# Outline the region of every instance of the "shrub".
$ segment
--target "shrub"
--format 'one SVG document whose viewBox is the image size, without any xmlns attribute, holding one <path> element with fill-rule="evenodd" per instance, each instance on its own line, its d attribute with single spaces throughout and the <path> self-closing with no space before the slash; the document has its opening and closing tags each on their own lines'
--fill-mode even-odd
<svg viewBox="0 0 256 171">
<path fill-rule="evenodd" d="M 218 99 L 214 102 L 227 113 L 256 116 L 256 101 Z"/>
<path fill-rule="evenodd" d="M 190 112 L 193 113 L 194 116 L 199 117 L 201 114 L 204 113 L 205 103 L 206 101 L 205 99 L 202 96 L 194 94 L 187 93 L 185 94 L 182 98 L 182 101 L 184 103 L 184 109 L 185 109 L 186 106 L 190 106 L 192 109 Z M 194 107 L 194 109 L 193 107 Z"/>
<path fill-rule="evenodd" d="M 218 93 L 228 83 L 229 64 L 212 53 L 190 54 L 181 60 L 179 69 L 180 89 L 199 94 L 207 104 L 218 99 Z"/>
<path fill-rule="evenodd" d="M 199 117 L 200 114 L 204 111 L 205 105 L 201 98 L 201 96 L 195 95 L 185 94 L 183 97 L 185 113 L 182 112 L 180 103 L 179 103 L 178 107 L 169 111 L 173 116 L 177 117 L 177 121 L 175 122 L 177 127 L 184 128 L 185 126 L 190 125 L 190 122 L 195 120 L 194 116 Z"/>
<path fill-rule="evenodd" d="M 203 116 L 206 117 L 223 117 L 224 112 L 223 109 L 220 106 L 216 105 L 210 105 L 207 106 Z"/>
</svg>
= = = = = = =
_PROBLEM DETAILS_.
Rescale this material by reproducing every line, requests included, with each viewBox dimension and path coordinate in the answers multiplied by 0.55 and rounded to the nearest whole number, halves rounding up. Leave the numbers in the requests and their format descriptions unchanged.

_SOLUTION TO THIS TASK_.
# Outline the region of every instance of the "shrub".
$ segment
--target "shrub"
--format 'one SVG document whose viewBox is the image size, without any xmlns attribute, holding one <path> element with fill-rule="evenodd" per instance, each instance on its own line, its d attribute with single spaces throughout and the <path> self-closing with no space before the slash; the document has its opening and closing tags each on their own lines'
--fill-mode even-odd
<svg viewBox="0 0 141 94">
<path fill-rule="evenodd" d="M 120 54 L 118 56 L 125 62 L 141 64 L 141 56 Z"/>
<path fill-rule="evenodd" d="M 105 62 L 106 62 L 107 64 L 109 64 L 111 63 L 112 62 L 113 57 L 113 56 L 113 54 L 111 53 L 107 52 L 103 51 L 102 52 L 100 54 L 100 56 L 101 57 L 101 60 L 102 60 L 102 58 L 105 58 L 106 60 Z M 107 59 L 107 60 L 106 59 Z"/>
<path fill-rule="evenodd" d="M 120 51 L 125 46 L 126 35 L 117 29 L 105 30 L 100 33 L 98 38 L 99 49 L 109 52 L 114 57 L 120 54 Z"/>
<path fill-rule="evenodd" d="M 109 64 L 110 63 L 112 61 L 113 58 L 111 54 L 111 53 L 107 52 L 102 52 L 101 53 L 102 62 L 100 62 L 99 57 L 98 57 L 98 59 L 93 61 L 95 64 L 97 64 L 97 67 L 96 67 L 97 70 L 101 70 L 102 69 L 105 69 L 105 67 L 107 66 L 107 64 Z"/>
<path fill-rule="evenodd" d="M 112 64 L 113 64 L 123 64 L 123 62 L 123 60 L 121 58 L 119 58 L 116 58 L 114 58 Z"/>
</svg>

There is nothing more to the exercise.